# Stored data start

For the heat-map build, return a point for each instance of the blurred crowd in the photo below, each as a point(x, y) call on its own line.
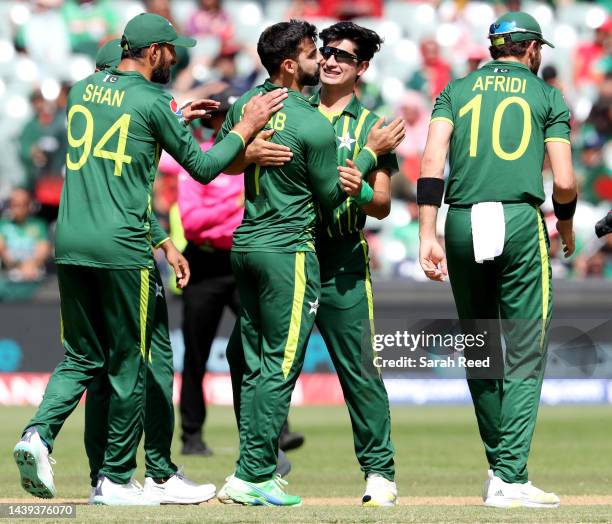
point(47, 45)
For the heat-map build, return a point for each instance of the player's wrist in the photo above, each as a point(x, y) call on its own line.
point(366, 194)
point(565, 211)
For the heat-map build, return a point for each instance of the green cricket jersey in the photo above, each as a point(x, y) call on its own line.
point(279, 203)
point(352, 127)
point(118, 123)
point(502, 116)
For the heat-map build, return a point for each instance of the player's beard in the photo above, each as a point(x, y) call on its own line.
point(307, 79)
point(535, 59)
point(161, 74)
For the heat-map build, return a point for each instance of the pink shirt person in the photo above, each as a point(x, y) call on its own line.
point(209, 213)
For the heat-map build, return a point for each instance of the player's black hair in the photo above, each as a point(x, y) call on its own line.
point(509, 48)
point(549, 73)
point(283, 40)
point(367, 42)
point(131, 53)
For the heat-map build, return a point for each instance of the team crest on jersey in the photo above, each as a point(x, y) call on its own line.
point(175, 108)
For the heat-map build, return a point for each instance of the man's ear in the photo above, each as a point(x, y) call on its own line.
point(153, 53)
point(363, 67)
point(289, 66)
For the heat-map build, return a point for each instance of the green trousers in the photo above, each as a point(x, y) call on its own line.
point(279, 296)
point(515, 285)
point(159, 410)
point(106, 329)
point(346, 322)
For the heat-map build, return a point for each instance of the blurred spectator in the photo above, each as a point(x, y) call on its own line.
point(44, 36)
point(588, 55)
point(24, 241)
point(434, 73)
point(304, 10)
point(164, 8)
point(211, 20)
point(415, 112)
point(209, 215)
point(597, 177)
point(90, 22)
point(349, 9)
point(475, 56)
point(43, 144)
point(599, 264)
point(225, 68)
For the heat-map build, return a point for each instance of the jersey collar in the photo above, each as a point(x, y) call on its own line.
point(353, 108)
point(268, 85)
point(506, 63)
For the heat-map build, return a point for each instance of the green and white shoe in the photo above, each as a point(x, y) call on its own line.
point(32, 458)
point(269, 493)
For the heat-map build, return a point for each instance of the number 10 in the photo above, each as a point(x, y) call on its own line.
point(474, 106)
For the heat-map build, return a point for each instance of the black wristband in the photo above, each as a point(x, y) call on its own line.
point(430, 191)
point(565, 211)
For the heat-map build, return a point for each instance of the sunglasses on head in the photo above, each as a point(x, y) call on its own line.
point(340, 55)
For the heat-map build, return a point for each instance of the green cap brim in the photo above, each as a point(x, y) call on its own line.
point(183, 41)
point(546, 42)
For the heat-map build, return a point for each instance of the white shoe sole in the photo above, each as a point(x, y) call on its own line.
point(245, 499)
point(373, 503)
point(101, 500)
point(177, 500)
point(504, 502)
point(224, 498)
point(27, 463)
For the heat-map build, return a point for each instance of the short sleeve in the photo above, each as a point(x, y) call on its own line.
point(443, 108)
point(180, 144)
point(557, 127)
point(388, 162)
point(228, 124)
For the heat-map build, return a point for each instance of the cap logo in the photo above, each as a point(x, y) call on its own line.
point(175, 108)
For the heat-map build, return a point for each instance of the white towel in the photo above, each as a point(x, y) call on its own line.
point(488, 230)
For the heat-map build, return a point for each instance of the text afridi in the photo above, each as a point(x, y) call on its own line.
point(504, 84)
point(103, 95)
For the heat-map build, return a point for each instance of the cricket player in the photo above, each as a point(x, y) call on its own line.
point(274, 259)
point(118, 123)
point(162, 478)
point(345, 316)
point(496, 124)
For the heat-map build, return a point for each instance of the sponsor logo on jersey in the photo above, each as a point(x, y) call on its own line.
point(175, 108)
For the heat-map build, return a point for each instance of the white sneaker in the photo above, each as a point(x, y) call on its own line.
point(108, 493)
point(179, 490)
point(379, 491)
point(222, 496)
point(504, 495)
point(32, 458)
point(485, 488)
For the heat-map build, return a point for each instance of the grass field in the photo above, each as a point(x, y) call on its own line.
point(439, 455)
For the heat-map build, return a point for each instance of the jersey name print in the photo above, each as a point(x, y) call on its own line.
point(502, 116)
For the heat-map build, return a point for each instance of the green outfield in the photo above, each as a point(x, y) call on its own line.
point(440, 466)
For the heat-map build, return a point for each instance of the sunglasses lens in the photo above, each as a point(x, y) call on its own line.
point(326, 52)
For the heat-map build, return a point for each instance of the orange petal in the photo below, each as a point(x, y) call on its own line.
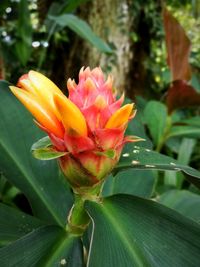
point(38, 109)
point(71, 117)
point(120, 117)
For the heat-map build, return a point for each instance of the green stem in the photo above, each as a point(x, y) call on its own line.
point(78, 218)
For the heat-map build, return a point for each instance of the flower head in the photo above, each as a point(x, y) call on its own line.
point(89, 125)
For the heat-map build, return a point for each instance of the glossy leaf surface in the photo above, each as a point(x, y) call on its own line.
point(185, 202)
point(141, 158)
point(132, 182)
point(15, 224)
point(130, 231)
point(40, 181)
point(45, 247)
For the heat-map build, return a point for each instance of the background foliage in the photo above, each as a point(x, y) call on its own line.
point(56, 38)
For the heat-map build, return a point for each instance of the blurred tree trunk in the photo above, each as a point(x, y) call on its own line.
point(115, 22)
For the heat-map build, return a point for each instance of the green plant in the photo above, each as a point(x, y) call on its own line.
point(117, 225)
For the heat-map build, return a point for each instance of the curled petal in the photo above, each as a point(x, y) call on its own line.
point(120, 117)
point(109, 138)
point(78, 144)
point(39, 110)
point(71, 116)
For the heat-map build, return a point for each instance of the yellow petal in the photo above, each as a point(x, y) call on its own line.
point(71, 117)
point(45, 89)
point(25, 84)
point(38, 109)
point(120, 117)
point(43, 84)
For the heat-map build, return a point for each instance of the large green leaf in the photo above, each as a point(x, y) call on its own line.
point(40, 181)
point(183, 201)
point(81, 28)
point(185, 131)
point(141, 158)
point(132, 182)
point(129, 231)
point(177, 179)
point(47, 246)
point(15, 224)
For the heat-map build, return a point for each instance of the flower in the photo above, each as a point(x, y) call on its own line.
point(89, 124)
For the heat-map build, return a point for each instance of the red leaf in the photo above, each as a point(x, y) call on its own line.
point(181, 95)
point(178, 48)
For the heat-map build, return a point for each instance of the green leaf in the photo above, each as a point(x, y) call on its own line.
point(155, 115)
point(47, 191)
point(184, 131)
point(129, 231)
point(132, 182)
point(183, 201)
point(46, 247)
point(183, 158)
point(194, 121)
point(81, 28)
point(15, 224)
point(140, 158)
point(47, 153)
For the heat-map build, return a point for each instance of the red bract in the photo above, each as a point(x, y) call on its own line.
point(89, 125)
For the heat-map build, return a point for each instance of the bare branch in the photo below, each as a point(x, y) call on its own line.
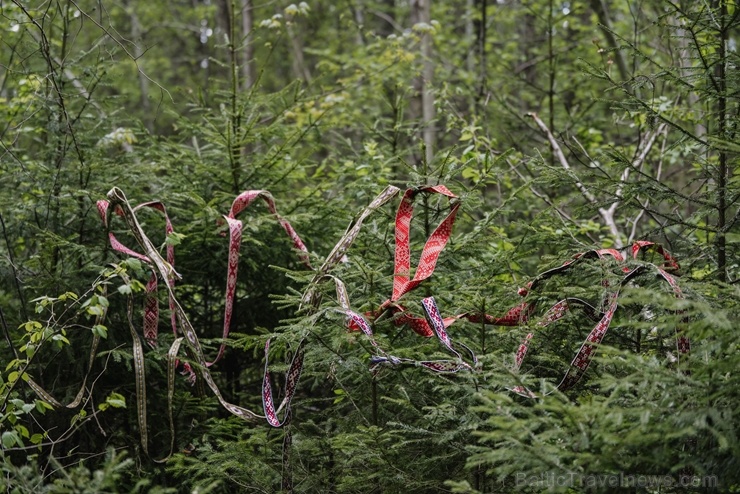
point(561, 156)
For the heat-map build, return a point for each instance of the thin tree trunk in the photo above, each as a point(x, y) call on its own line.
point(423, 14)
point(720, 73)
point(138, 50)
point(248, 49)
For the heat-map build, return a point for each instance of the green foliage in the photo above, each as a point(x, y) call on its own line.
point(562, 126)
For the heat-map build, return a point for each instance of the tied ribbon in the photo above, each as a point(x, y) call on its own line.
point(241, 202)
point(402, 281)
point(164, 269)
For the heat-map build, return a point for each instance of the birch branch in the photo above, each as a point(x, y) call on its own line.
point(561, 157)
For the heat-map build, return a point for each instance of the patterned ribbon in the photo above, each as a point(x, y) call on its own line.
point(432, 324)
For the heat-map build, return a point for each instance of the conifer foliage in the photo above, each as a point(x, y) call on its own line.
point(369, 246)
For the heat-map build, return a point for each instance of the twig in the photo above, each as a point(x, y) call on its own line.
point(561, 156)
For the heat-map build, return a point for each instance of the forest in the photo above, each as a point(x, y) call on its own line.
point(369, 246)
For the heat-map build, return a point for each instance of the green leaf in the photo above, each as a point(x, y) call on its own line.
point(10, 439)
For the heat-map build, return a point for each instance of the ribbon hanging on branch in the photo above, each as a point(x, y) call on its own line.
point(435, 244)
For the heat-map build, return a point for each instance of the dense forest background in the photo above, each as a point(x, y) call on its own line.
point(561, 127)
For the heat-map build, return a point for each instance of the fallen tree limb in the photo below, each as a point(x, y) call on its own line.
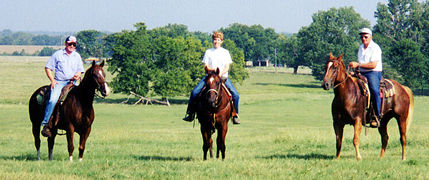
point(146, 100)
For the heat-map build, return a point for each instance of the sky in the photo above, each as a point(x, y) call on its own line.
point(198, 15)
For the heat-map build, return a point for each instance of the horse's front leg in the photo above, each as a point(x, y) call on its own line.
point(51, 142)
point(402, 123)
point(70, 145)
point(384, 137)
point(36, 135)
point(207, 141)
point(357, 130)
point(339, 130)
point(82, 142)
point(220, 140)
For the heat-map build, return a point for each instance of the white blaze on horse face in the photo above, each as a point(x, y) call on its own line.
point(105, 84)
point(330, 64)
point(101, 73)
point(107, 89)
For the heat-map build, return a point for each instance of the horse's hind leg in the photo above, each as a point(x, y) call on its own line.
point(339, 130)
point(383, 133)
point(36, 135)
point(51, 142)
point(70, 145)
point(207, 142)
point(357, 131)
point(82, 143)
point(220, 141)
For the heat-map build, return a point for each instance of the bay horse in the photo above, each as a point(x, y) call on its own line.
point(348, 106)
point(75, 114)
point(214, 109)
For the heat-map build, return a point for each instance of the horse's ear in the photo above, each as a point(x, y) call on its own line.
point(341, 56)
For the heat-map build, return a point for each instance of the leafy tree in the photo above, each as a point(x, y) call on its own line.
point(402, 33)
point(288, 52)
point(410, 62)
point(171, 57)
point(166, 66)
point(46, 51)
point(335, 30)
point(90, 43)
point(171, 30)
point(237, 72)
point(131, 61)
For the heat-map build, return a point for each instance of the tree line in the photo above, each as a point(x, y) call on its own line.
point(149, 61)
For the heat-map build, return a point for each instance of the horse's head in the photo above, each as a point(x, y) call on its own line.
point(95, 75)
point(333, 68)
point(213, 85)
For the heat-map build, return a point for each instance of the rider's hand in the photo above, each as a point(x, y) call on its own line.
point(76, 76)
point(353, 64)
point(53, 84)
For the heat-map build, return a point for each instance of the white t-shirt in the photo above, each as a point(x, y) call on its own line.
point(217, 58)
point(371, 53)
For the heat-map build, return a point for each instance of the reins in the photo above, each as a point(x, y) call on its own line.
point(344, 79)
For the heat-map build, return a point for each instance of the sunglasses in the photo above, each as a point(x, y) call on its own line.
point(364, 37)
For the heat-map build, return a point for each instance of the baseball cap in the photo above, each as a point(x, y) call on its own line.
point(71, 39)
point(365, 31)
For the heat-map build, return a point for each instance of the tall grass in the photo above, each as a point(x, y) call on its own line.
point(286, 133)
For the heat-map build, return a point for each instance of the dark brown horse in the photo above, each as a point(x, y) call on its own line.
point(214, 111)
point(76, 113)
point(348, 106)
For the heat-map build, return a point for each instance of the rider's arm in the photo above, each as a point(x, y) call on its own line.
point(225, 70)
point(51, 77)
point(370, 65)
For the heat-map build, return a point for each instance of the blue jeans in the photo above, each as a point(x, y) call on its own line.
point(53, 99)
point(374, 87)
point(228, 84)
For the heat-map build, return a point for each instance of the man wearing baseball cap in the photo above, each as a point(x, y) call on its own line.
point(68, 66)
point(370, 65)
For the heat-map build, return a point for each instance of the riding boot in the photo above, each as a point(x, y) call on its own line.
point(46, 131)
point(375, 122)
point(190, 116)
point(235, 119)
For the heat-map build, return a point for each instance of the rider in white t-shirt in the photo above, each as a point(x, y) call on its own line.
point(216, 57)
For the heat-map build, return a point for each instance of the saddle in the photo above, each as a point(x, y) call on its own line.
point(43, 98)
point(233, 113)
point(387, 90)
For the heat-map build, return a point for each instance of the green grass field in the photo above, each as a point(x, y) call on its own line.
point(286, 133)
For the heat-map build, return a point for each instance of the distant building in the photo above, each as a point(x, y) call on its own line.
point(264, 63)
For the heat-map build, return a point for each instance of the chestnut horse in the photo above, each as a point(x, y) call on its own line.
point(214, 110)
point(348, 106)
point(76, 113)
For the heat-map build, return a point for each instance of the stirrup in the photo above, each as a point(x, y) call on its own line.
point(235, 120)
point(46, 131)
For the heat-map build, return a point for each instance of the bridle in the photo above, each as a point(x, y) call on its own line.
point(216, 91)
point(100, 85)
point(335, 74)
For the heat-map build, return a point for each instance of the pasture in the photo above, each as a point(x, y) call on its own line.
point(286, 133)
point(28, 49)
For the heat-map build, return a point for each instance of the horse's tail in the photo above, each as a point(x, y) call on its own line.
point(410, 107)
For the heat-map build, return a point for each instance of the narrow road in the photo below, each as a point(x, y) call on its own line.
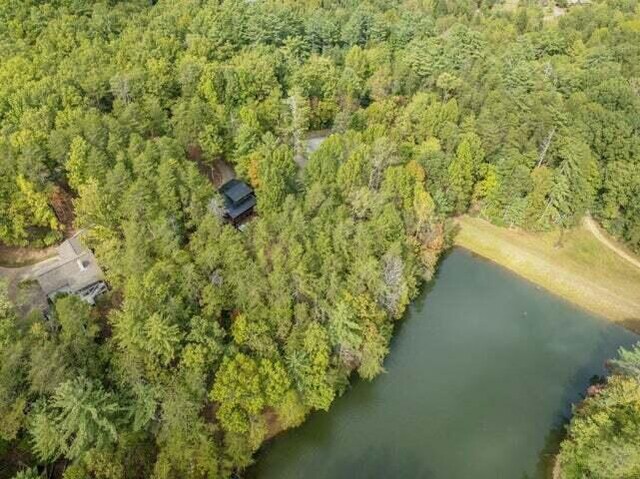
point(591, 225)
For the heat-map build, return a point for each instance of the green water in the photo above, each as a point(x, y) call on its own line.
point(481, 376)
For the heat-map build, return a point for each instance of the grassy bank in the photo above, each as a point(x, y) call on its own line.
point(582, 270)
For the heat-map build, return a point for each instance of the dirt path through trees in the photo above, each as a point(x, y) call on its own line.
point(591, 225)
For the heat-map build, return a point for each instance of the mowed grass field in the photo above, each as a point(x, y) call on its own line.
point(582, 270)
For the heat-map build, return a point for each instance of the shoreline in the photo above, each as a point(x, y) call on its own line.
point(582, 271)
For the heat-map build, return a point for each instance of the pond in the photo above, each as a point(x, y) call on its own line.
point(481, 377)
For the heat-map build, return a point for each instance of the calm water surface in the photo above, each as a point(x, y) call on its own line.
point(481, 373)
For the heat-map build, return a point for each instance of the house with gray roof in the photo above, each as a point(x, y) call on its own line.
point(74, 271)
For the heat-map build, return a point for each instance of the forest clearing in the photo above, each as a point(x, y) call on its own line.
point(582, 270)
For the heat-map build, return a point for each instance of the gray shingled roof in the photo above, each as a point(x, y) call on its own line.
point(74, 269)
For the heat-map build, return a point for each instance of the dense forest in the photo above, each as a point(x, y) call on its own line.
point(604, 434)
point(213, 339)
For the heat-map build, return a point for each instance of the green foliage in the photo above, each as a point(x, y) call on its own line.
point(604, 435)
point(213, 338)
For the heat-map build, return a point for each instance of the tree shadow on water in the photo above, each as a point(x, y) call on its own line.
point(380, 463)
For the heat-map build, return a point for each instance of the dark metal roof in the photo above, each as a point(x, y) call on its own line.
point(236, 210)
point(235, 191)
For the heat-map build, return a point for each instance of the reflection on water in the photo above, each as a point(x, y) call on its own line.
point(480, 383)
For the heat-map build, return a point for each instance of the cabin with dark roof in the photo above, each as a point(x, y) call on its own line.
point(239, 201)
point(74, 271)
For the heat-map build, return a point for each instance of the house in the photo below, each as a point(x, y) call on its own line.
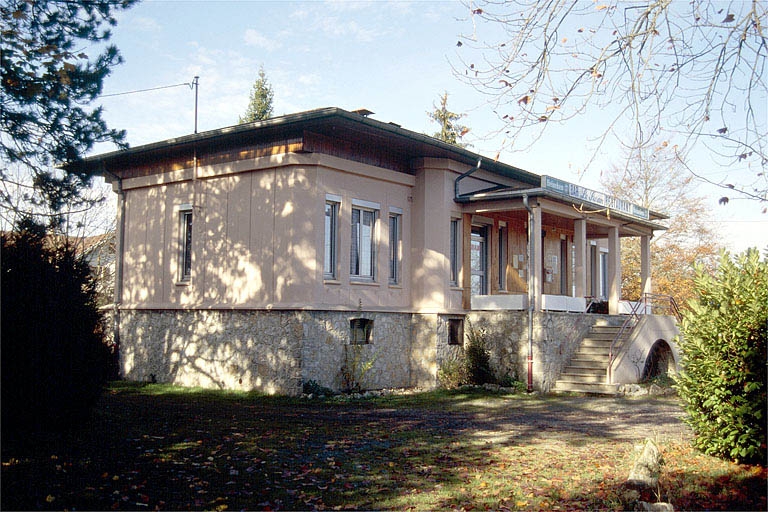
point(327, 246)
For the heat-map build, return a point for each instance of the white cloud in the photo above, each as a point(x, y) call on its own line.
point(254, 38)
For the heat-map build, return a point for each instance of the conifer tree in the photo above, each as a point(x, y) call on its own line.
point(262, 95)
point(53, 66)
point(450, 131)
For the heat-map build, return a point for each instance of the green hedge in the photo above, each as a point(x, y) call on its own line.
point(723, 343)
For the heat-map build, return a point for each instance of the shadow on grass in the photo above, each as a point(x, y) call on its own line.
point(156, 446)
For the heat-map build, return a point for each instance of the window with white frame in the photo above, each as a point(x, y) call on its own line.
point(362, 261)
point(395, 242)
point(455, 236)
point(502, 257)
point(185, 243)
point(330, 261)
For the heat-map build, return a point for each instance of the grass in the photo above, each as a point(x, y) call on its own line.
point(163, 447)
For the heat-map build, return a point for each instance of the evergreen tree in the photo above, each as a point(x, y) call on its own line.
point(450, 131)
point(49, 78)
point(54, 361)
point(262, 95)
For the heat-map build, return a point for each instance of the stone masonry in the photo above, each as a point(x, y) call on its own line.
point(277, 351)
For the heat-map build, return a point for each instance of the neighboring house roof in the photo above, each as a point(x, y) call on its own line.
point(319, 131)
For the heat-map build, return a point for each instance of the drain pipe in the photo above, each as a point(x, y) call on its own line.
point(120, 244)
point(531, 296)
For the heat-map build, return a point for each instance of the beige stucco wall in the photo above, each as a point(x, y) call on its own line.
point(258, 236)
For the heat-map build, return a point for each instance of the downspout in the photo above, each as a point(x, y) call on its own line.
point(531, 296)
point(457, 180)
point(120, 239)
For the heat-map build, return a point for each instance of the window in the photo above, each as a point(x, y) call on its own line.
point(331, 238)
point(362, 261)
point(456, 331)
point(185, 252)
point(454, 252)
point(603, 275)
point(395, 237)
point(479, 260)
point(502, 258)
point(360, 330)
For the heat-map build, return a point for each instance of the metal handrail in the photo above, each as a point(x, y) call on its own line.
point(667, 301)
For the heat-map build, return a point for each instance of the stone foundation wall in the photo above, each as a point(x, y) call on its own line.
point(326, 349)
point(277, 351)
point(214, 349)
point(556, 337)
point(269, 351)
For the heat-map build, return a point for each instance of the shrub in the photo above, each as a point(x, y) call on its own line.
point(723, 343)
point(453, 373)
point(53, 360)
point(312, 387)
point(478, 358)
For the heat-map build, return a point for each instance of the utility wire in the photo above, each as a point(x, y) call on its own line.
point(145, 90)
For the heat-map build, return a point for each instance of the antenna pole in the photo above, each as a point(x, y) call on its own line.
point(196, 85)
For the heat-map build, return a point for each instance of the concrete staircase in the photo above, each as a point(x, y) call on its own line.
point(586, 372)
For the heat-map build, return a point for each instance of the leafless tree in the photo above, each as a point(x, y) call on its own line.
point(689, 72)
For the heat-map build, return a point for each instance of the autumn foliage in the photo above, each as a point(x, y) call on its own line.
point(723, 382)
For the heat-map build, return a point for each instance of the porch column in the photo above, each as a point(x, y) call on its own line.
point(536, 267)
point(614, 270)
point(645, 264)
point(580, 263)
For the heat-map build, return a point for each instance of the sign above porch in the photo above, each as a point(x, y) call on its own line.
point(585, 195)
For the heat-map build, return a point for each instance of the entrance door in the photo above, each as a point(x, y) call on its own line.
point(479, 263)
point(564, 267)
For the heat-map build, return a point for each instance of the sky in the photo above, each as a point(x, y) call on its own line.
point(394, 58)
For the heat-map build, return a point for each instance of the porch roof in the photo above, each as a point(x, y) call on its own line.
point(580, 209)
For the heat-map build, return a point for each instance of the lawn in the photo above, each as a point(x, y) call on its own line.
point(160, 447)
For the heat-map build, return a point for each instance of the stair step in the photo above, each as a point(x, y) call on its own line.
point(582, 387)
point(597, 377)
point(581, 359)
point(594, 350)
point(593, 342)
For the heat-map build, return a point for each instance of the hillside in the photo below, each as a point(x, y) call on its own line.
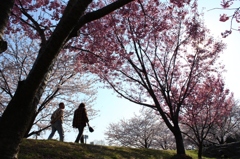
point(52, 149)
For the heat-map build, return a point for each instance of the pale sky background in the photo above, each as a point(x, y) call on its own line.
point(113, 109)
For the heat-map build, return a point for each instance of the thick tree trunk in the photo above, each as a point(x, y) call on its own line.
point(5, 11)
point(21, 108)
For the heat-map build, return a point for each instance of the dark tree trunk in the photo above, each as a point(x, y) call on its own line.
point(200, 147)
point(5, 11)
point(179, 141)
point(21, 108)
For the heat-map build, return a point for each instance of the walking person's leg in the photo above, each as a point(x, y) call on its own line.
point(60, 130)
point(80, 132)
point(53, 132)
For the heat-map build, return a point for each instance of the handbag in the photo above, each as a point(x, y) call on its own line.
point(90, 128)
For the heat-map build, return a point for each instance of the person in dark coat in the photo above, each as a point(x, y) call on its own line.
point(80, 120)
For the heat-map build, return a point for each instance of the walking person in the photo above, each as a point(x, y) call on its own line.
point(80, 120)
point(56, 121)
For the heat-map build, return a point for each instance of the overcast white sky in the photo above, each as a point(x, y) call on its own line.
point(112, 109)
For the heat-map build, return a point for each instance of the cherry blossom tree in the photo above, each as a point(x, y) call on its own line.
point(207, 105)
point(144, 130)
point(65, 84)
point(162, 57)
point(234, 17)
point(56, 24)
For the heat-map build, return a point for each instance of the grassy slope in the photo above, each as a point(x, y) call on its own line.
point(51, 149)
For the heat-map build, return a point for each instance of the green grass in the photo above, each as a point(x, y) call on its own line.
point(52, 149)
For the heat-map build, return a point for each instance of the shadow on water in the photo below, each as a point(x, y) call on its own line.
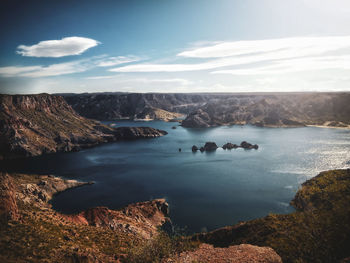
point(205, 190)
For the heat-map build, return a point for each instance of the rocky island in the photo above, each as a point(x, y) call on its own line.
point(32, 125)
point(32, 231)
point(209, 110)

# Stored data end

Instructions to follow
In the listing above, retype the lines starting at the one containing "the green trousers" and ending at the one containing "point(27, 463)", both included, with no changes.

Output for this task
For the heat-map build, return a point for each instance of the green trousers in the photo above, each as a point(x, y) call on its own line.
point(279, 296)
point(515, 285)
point(159, 410)
point(106, 329)
point(346, 322)
For the heat-map build, return a point for each instance of the blurred spectator in the photo above, each as a point(x, y) call on its own line.
point(44, 36)
point(588, 55)
point(24, 241)
point(434, 73)
point(304, 10)
point(164, 8)
point(211, 20)
point(415, 112)
point(209, 215)
point(597, 177)
point(90, 22)
point(349, 9)
point(475, 56)
point(43, 144)
point(599, 264)
point(225, 68)
For the heat-map build, return a point for each instance of the jersey collar in the photo above, each as a point(x, y) call on its own line.
point(353, 108)
point(268, 85)
point(506, 63)
For the heat-map build, return a point for each instance of the green and white shoe in the photo above, each as a point(x, y) call on its own line.
point(32, 458)
point(269, 493)
For the heat-map build, return a point for each instance of the number 10 in the photo above, each as a point(x, y) call on its own line.
point(474, 106)
For the heat-map build, return a point for each instance of the black wristband in the photo above, each as a point(x, y) call on its own line.
point(430, 191)
point(565, 211)
For the heat-map build, return a point for each instance of the sunglasses on head in the photo above, each as a point(x, y) call on its own line.
point(340, 55)
For the heat-map build, return a point for each instance of the green cap brim in the photo above, each as a point(x, y) call on its own line.
point(183, 41)
point(546, 42)
For the heat-map build, return a point for each instance of the white shoe sole in the photo above, each as a point(x, y) call on its own line.
point(245, 499)
point(373, 503)
point(101, 500)
point(177, 500)
point(504, 502)
point(224, 498)
point(27, 463)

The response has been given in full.